> _TEXTO DEL DOCUMENTO_
'''

Cuenta Quevedo en su fantástica obra La Fortuna con seso y la hora de todos -cuenta y, pese a la índole moral de la obra, es para troncharse de risa- que en cierta ocasión en que Júpiter llamó a consejo a los dioses, todos mostraron sin disimulo un mohín de disgusto, y algunos de asco, cuando vieron aparecer a la Fortuna. Digo yo que con algo de razón, pues ya debían conocer sobradamente el talante desinhibido y desvergonzado de su compañera diosa; y, en efecto, en nada quedó desacreditado tal parecer, sino más bien todo lo contrario, pues haciendo honor a su carácter procaz, la entrada de la diosa en la asamblea olímpica fue acompañada de un insolente saludo precedido de un insulto al jefe de los dioses: Oh, Jove, que acompañas las toses de las nubes con gargajo trisulco, en clara referencia a esa arrogante costumbre de asociar su imagen a la de rayos y truenos, que, no en balde, le había valido el apodo de Júpiter tonante.
Júpiter, que en su soberbia y prepotencia no podía sufrir dicterios tan groseros y descarados, poco dado a morderse la lengua y mucho a la prédica vehemente e incuestionable, respondió mordaz:
Borracha: tus locuras, tus disparates y maldades son tales, que persuaden a la gente mortal que no hay dioses, que el cielo está vacío y que soy un dios de mala muerte. Quéjanse que das a los delitos lo que se debe a los méritos, y los premios de la virtud, al pecado; que encaramas en los tribunales a los que habías de subir a la horca, que das las dignidades a quien habías de quitar las orejas y que empobreces y abates a quien debieras enriquecer.
Viene a cuento el precedente exordio porque el otro día, callejeando por el emergente barrio surgido al calor de la Universidad Loyola en el municipio de Dos Hermanas, no digamos que quedé sorprendido sino más bien abochornado ante un burdo ejercicio onanístico de la clase política municipal, al constatar que la nomenclatura de la red viaria estaba dedicada en su totalidad a honrar la memoria de los individuos de su casta; gente a la que, salvo alguna excepción, la Fortuna, de haber actuado con rectitud y seso, debería haber arrancado las orejas en lugar de colmarlos de honores. Claro que eso hubiese sido lo razonable, pero como advirtió Ayn Rand la razón es la más ingenua de las supersticiones; de modo que nosotros, ingenuos impenitentes, tenemos pues que tragarnos la paradoja como una hostia. Amén.

'''

> _MATERIAL PROPORCIONADO_
'''

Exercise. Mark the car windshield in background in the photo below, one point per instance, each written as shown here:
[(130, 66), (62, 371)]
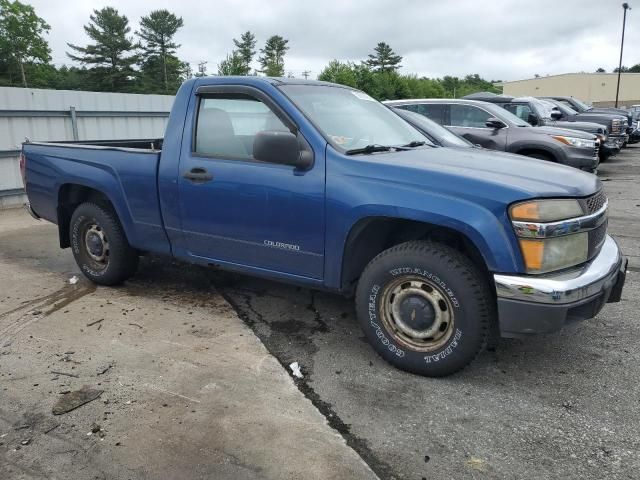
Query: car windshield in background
[(544, 107), (563, 107), (350, 119), (505, 115), (437, 131), (582, 105)]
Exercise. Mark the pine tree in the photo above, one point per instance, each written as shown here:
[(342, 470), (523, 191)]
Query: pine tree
[(384, 59), (246, 50), (111, 57), (272, 58), (234, 64), (21, 38), (156, 34)]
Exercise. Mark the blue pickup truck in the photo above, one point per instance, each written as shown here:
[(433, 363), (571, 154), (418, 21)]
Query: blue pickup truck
[(322, 186)]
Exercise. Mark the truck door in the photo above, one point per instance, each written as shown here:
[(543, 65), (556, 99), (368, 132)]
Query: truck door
[(469, 121), (239, 211)]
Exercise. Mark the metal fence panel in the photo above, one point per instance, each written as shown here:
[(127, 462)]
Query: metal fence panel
[(54, 115)]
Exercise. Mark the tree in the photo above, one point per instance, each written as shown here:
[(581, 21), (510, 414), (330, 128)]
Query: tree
[(272, 58), (246, 50), (234, 64), (384, 59), (111, 66), (156, 32), (337, 72), (21, 36)]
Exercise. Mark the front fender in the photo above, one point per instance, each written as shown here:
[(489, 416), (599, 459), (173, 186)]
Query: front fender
[(486, 226)]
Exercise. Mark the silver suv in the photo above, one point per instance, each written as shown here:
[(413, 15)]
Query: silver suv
[(493, 127)]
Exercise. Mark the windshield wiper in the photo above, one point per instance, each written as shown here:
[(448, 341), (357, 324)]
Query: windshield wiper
[(368, 149), (414, 143)]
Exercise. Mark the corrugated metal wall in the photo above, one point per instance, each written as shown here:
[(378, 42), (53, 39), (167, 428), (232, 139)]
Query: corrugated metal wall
[(51, 115)]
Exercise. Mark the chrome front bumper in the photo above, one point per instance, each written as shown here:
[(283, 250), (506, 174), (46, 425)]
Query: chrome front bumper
[(544, 303)]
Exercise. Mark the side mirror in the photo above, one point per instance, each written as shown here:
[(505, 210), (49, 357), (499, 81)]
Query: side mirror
[(494, 123), (279, 147)]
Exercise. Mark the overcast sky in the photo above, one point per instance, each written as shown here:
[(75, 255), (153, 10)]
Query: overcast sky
[(498, 39)]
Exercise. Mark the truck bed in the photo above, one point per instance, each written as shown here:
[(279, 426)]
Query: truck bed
[(125, 170)]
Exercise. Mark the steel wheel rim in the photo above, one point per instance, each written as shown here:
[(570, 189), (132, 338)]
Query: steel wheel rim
[(97, 245), (417, 313)]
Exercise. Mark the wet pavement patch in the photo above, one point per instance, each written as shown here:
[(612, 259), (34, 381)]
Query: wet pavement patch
[(75, 399)]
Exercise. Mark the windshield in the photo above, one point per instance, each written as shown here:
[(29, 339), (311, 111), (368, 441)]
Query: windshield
[(544, 107), (567, 110), (350, 119), (443, 136), (504, 115), (581, 105)]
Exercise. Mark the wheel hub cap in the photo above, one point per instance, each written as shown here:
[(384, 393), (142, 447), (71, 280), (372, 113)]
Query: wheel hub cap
[(417, 313), (96, 244)]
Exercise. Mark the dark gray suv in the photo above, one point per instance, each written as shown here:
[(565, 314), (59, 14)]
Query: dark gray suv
[(491, 126)]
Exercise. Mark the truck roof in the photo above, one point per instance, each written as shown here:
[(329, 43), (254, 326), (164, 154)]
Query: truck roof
[(251, 79)]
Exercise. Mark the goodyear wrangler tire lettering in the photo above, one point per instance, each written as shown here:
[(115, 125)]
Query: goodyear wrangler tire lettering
[(99, 245), (425, 308)]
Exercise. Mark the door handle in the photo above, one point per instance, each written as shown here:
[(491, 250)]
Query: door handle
[(198, 175)]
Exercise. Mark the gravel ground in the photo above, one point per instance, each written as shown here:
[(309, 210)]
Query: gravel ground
[(558, 406)]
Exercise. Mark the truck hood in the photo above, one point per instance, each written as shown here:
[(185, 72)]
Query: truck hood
[(563, 131), (476, 174), (589, 127)]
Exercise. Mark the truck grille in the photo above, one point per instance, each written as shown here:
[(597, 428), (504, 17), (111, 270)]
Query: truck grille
[(596, 236), (596, 239), (594, 203)]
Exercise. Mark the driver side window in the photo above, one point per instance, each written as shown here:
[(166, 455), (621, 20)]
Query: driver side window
[(521, 111), (468, 116), (227, 124)]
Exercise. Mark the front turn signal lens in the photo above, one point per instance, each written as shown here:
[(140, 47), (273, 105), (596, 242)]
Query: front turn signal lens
[(551, 254), (532, 254)]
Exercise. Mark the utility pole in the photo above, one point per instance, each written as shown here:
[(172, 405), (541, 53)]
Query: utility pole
[(202, 69), (625, 7)]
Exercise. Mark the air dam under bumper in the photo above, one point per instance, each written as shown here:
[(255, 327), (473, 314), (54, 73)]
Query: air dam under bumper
[(545, 303)]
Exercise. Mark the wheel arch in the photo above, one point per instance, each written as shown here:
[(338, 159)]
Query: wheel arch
[(371, 235), (70, 195)]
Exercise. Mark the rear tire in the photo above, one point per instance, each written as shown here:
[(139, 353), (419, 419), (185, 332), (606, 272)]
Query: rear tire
[(99, 245), (425, 308)]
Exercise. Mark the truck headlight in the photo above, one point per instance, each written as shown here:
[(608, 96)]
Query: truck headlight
[(546, 210), (543, 254), (575, 142)]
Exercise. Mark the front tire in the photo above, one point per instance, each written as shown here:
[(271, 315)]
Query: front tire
[(425, 308), (100, 246)]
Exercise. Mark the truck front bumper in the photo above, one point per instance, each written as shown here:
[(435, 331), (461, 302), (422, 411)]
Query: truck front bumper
[(545, 303)]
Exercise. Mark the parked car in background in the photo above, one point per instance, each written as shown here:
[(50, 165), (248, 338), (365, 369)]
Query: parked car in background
[(583, 109), (634, 136), (491, 126), (322, 186), (540, 112), (435, 132), (617, 124)]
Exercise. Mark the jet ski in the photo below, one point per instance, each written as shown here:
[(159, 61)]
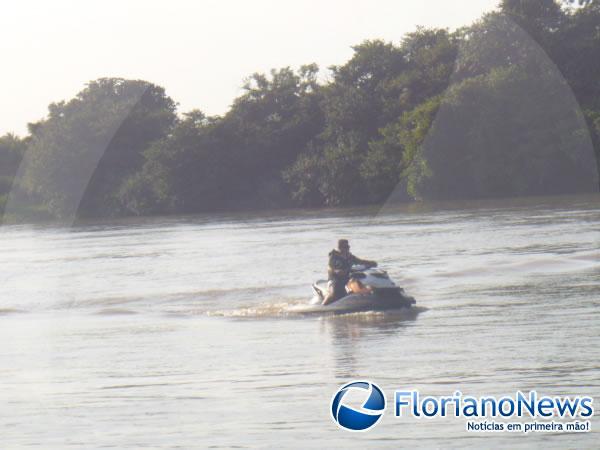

'''

> _TRABAJO REQUERIDO_
**1)** Extrae del texto el fragmento literal que empieza en las palabras "Viene a cuento" y termina tras las palabras "una hostia. Amén.".
**2)** Responde estas preguntas según el texto:
(a) ¿En qué obra de Quevedo se basa el relato con el que empieza el texto?
(b) ¿Qué apodo le había valido a Júpiter su costumbre de asociar su imagen a rayos y truenos?
(c) ¿En qué municipio se encuentra el barrio surgido al calor de la Universidad Loyola?
**3)** Resume el texto en dos oraciones.

> _RESPUESTAS POR TAREA_
**1)**
Viene a cuento el precedente exordio porque el otro día, callejeando por el emergente barrio surgido al calor de la Universidad Loyola en el municipio de Dos Hermanas, no digamos que quedé sorprendido sino más bien abochornado ante un burdo ejercicio onanístico de la clase política municipal, al constatar que la nomenclatura de la red viaria estaba dedicada en su totalidad a honrar la memoria de los individuos de su casta; gente a la que, salvo alguna excepción, la Fortuna, de haber actuado con rectitud y seso, debería haber arrancado las orejas en lugar de colmarlos de honores. Claro que eso hubiese sido lo razonable, pero como advirtió Ayn Rand la razón es la más ingenua de las supersticiones; de modo que nosotros, ingenuos impenitentes, tenemos pues que tragarnos la paradoja como una hostia. Amén.

**2)**
(a) En La Fortuna con seso y la hora de todos.
(b) Júpiter tonante.
(c) En Dos Hermanas.

**3)** El texto recuerda el episodio de La Fortuna con seso y la hora de todos, de Quevedo, en el que Júpiter reprocha a la Fortuna que dé honores y premios a quienes merecerían castigo. Lo relaciona con el barrio surgido junto a la Universidad Loyola en Dos Hermanas, cuyas calles están dedicadas en su totalidad a miembros de la clase política municipal, a quienes, salvo alguna excepción, juzga indignos de tales honores.